Extracted data entries
---*---
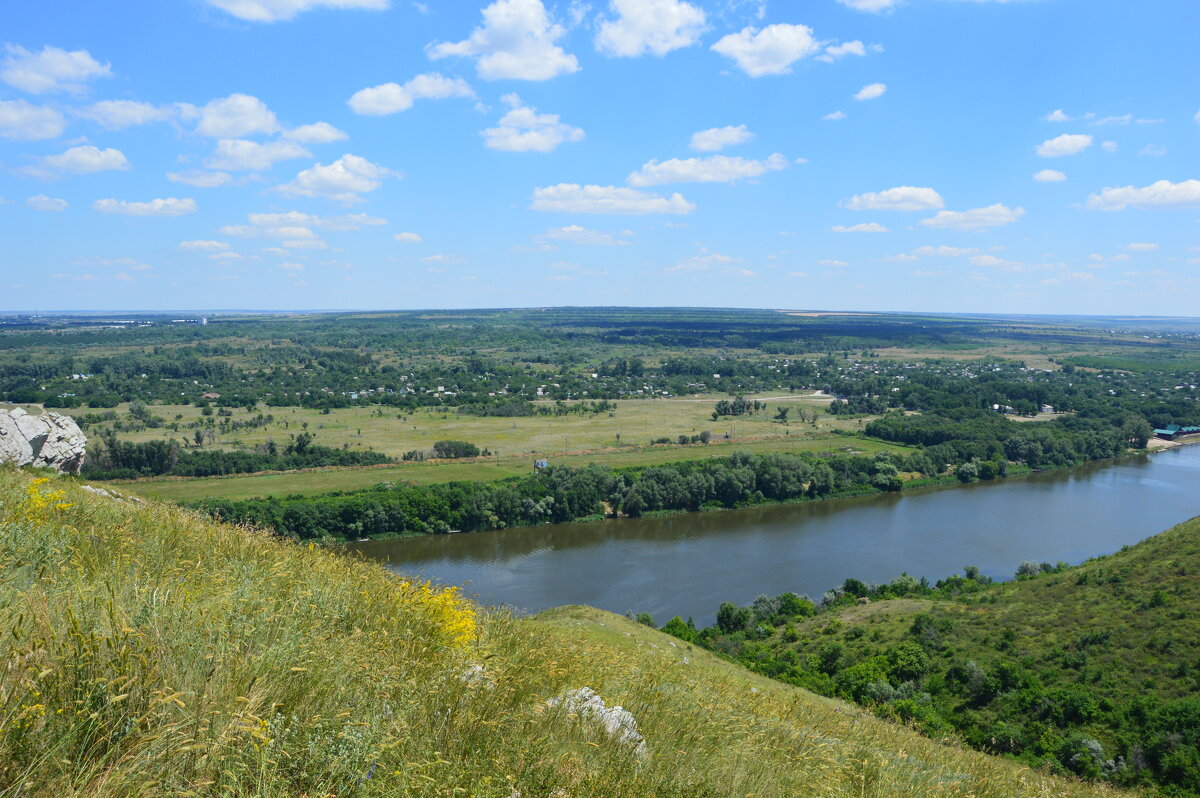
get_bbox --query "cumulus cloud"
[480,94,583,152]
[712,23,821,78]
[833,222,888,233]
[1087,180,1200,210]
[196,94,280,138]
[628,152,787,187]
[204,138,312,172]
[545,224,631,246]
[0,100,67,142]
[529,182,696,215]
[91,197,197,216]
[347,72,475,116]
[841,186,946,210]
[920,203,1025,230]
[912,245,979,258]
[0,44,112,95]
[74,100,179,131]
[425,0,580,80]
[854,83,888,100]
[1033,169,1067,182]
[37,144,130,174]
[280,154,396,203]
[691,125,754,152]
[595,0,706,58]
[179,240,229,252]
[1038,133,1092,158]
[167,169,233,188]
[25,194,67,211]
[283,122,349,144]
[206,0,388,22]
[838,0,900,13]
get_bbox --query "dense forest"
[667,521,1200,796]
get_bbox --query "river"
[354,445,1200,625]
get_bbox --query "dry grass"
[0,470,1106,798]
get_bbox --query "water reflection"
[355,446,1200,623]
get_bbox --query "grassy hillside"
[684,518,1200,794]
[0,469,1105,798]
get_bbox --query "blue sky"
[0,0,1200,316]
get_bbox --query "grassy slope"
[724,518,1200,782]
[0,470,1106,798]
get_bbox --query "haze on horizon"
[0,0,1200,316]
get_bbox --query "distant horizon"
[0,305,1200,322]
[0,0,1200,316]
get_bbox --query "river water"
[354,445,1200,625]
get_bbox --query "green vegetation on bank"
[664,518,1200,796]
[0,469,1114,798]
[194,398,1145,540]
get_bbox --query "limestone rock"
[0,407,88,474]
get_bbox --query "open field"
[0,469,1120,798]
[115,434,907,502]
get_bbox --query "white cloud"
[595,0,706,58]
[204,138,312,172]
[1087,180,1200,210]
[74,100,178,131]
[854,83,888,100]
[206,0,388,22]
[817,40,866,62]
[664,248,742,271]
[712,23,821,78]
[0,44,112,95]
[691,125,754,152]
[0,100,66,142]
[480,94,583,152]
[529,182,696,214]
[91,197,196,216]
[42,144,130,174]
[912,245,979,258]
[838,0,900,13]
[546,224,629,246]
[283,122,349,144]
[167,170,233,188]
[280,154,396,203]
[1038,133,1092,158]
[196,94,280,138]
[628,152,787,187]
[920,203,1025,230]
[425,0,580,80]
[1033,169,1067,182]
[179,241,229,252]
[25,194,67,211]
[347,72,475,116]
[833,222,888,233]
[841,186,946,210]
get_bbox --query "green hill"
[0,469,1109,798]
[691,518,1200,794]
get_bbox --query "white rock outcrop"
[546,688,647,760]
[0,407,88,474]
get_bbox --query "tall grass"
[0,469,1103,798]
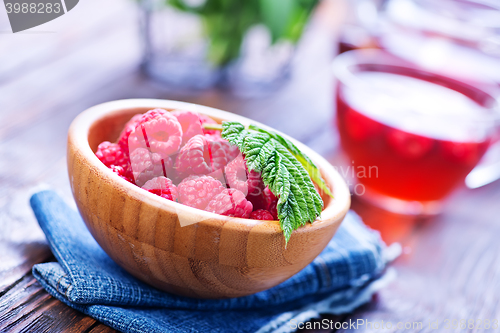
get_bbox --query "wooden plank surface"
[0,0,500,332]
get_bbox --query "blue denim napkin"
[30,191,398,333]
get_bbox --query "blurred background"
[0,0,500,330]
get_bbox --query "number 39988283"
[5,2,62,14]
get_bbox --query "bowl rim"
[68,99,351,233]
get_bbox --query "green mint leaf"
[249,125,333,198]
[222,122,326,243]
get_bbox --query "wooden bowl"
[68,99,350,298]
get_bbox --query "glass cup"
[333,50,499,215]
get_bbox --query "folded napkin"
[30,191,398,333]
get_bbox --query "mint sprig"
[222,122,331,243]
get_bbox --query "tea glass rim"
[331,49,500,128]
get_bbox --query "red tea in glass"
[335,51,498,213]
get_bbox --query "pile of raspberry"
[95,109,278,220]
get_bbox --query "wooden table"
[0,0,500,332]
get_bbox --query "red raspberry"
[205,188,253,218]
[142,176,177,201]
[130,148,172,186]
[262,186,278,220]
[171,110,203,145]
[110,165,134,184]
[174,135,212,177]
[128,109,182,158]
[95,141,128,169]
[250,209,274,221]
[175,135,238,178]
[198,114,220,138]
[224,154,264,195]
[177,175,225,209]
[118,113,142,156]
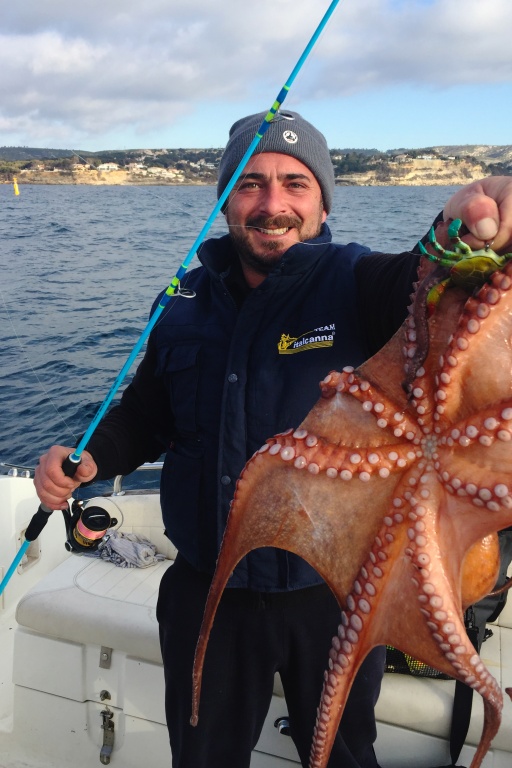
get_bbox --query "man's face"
---*---
WRITTEN INSTRUCTION –
Locate every row above that contains the string "cloud", and copy each of those rows in full.

RESPONSE –
get_bbox --query "cumulus cloud"
get_bbox --query "white cloud"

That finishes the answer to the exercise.